▶ _GIVEN RECORDS_:
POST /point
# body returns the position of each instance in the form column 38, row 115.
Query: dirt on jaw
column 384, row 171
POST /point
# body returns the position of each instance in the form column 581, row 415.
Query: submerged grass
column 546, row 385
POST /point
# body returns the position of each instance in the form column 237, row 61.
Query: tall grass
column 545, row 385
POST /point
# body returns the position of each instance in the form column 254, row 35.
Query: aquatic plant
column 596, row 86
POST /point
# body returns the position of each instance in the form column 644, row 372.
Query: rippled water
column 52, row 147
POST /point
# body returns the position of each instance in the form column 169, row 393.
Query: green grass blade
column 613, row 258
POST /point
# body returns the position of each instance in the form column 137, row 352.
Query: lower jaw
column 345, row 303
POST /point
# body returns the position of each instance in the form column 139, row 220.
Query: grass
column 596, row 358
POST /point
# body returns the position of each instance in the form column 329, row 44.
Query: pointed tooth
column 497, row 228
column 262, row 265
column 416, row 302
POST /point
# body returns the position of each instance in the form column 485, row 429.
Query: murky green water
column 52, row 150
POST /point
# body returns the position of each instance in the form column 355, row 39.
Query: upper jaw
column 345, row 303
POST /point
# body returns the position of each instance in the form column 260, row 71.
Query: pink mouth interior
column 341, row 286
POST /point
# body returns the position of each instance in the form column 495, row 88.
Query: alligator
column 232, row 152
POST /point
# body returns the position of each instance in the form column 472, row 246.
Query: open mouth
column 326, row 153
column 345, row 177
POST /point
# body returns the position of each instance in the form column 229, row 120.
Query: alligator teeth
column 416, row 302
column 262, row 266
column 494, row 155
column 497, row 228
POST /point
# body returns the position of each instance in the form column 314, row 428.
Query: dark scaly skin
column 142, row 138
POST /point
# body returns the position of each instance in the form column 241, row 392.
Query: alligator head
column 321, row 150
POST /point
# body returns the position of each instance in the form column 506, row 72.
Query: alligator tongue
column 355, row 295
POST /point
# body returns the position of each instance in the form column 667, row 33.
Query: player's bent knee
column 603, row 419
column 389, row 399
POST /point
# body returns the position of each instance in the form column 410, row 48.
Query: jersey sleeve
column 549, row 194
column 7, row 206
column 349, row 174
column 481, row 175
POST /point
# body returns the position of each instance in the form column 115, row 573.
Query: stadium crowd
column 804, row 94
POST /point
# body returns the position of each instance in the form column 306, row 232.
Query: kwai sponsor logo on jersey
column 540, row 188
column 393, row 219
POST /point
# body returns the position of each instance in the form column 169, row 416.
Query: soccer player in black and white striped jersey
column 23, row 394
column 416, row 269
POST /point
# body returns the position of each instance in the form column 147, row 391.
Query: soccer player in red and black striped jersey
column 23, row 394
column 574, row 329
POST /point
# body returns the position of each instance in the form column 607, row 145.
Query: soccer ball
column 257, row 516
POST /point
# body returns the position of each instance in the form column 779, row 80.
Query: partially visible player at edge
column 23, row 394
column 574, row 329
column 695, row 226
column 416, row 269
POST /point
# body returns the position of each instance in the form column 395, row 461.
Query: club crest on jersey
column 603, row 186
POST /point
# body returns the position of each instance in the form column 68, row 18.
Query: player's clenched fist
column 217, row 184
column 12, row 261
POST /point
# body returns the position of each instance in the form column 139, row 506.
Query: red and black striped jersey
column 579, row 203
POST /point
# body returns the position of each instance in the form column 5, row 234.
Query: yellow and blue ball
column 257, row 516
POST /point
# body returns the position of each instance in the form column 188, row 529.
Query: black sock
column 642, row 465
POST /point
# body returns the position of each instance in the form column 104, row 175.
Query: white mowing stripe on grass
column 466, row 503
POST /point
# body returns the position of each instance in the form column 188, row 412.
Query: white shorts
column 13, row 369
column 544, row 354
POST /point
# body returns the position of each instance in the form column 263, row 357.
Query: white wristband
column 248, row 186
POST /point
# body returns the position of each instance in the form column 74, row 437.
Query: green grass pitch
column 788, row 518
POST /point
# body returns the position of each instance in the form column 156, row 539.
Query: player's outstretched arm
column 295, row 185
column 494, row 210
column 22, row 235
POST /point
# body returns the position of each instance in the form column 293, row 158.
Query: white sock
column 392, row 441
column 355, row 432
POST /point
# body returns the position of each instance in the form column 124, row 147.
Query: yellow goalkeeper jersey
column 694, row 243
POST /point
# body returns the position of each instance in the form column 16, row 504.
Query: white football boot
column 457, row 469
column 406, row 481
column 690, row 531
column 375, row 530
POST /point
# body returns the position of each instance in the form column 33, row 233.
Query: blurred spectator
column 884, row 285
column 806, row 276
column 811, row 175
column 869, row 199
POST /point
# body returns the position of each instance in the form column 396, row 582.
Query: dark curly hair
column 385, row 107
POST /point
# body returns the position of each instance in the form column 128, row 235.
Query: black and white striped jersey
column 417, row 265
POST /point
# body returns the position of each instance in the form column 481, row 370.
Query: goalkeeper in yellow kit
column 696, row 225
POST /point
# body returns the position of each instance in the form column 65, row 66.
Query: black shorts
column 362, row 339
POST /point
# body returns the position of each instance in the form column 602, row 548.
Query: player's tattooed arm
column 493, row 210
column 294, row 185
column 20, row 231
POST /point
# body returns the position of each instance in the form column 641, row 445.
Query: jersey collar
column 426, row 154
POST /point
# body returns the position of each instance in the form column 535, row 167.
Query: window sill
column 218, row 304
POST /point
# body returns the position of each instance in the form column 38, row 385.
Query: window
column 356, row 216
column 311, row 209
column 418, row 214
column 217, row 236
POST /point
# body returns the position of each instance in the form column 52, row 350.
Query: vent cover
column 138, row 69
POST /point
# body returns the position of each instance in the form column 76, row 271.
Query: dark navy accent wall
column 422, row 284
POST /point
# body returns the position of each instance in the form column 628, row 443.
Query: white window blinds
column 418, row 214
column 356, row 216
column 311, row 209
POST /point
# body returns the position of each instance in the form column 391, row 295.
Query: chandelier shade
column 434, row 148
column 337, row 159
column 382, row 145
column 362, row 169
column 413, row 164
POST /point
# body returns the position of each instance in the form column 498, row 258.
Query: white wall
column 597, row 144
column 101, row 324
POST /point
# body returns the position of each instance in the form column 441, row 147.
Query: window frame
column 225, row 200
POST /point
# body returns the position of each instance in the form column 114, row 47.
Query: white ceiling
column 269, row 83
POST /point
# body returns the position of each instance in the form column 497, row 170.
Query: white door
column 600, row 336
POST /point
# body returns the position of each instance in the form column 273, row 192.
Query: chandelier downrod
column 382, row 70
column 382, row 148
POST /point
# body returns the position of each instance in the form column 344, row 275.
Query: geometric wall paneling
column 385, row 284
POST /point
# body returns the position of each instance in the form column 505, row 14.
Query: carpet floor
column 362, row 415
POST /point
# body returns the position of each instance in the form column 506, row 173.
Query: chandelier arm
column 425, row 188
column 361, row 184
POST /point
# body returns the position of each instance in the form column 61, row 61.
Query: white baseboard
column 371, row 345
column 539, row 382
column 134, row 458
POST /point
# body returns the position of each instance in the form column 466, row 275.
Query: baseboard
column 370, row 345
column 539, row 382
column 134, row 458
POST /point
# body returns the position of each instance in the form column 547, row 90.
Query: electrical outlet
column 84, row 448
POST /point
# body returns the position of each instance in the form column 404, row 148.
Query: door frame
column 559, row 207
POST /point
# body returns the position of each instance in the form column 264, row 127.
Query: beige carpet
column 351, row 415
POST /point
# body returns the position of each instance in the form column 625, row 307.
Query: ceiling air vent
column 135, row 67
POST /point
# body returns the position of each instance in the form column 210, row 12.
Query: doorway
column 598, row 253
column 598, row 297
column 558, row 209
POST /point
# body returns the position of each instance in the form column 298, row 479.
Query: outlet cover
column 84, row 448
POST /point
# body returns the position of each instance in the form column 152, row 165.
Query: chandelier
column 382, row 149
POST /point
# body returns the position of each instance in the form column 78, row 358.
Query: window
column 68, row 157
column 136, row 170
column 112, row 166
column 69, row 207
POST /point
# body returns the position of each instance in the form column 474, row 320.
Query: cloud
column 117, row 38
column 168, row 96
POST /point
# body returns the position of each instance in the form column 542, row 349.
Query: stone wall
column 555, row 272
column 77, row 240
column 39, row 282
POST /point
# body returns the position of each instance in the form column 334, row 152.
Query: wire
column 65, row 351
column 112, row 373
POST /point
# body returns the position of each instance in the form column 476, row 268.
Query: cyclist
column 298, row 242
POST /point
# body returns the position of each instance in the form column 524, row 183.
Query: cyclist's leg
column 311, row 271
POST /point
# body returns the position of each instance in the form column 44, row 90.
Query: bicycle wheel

▶ _TO DO_: None of the lines before the one containing "264, row 127." belong in the answer; reproduce that line and all later lines of the records exactly.

▶ _RESULT OF THE EXERCISE_:
# body returns the position of each instance in the form column 264, row 127.
Query: beige carpet
column 351, row 415
POST /point
# body returns the position of each instance in the form column 625, row 307.
Query: ceiling air vent
column 135, row 67
POST /point
# body returns the position of each instance in the form column 210, row 12.
Query: doorway
column 598, row 253
column 598, row 297
column 558, row 209
POST /point
# body returns the position of each instance in the form column 298, row 479.
Query: outlet cover
column 84, row 448
POST /point
# body returns the position of each instance in the form column 152, row 165.
Query: chandelier
column 382, row 149
POST /point
# body returns the position of each instance in the form column 78, row 358.
Query: window
column 68, row 157
column 136, row 170
column 112, row 166
column 69, row 207
POST /point
# body returns the position of each instance in the form column 474, row 320.
Query: cloud
column 117, row 38
column 168, row 96
POST /point
# body returns the position of each instance in the form column 542, row 349.
Query: stone wall
column 555, row 272
column 77, row 240
column 39, row 282
POST /point
# body returns the position of each instance in the form column 334, row 152.
Query: wire
column 65, row 351
column 112, row 373
POST /point
# body returns the position of each instance in the form column 476, row 268.
Query: cyclist
column 298, row 242
POST /point
# body returns the position of each instance in the form column 524, row 183.
Query: cyclist's leg
column 311, row 271
POST /point
# body returns the position of each instance in the form column 44, row 90.
Query: bicycle wheel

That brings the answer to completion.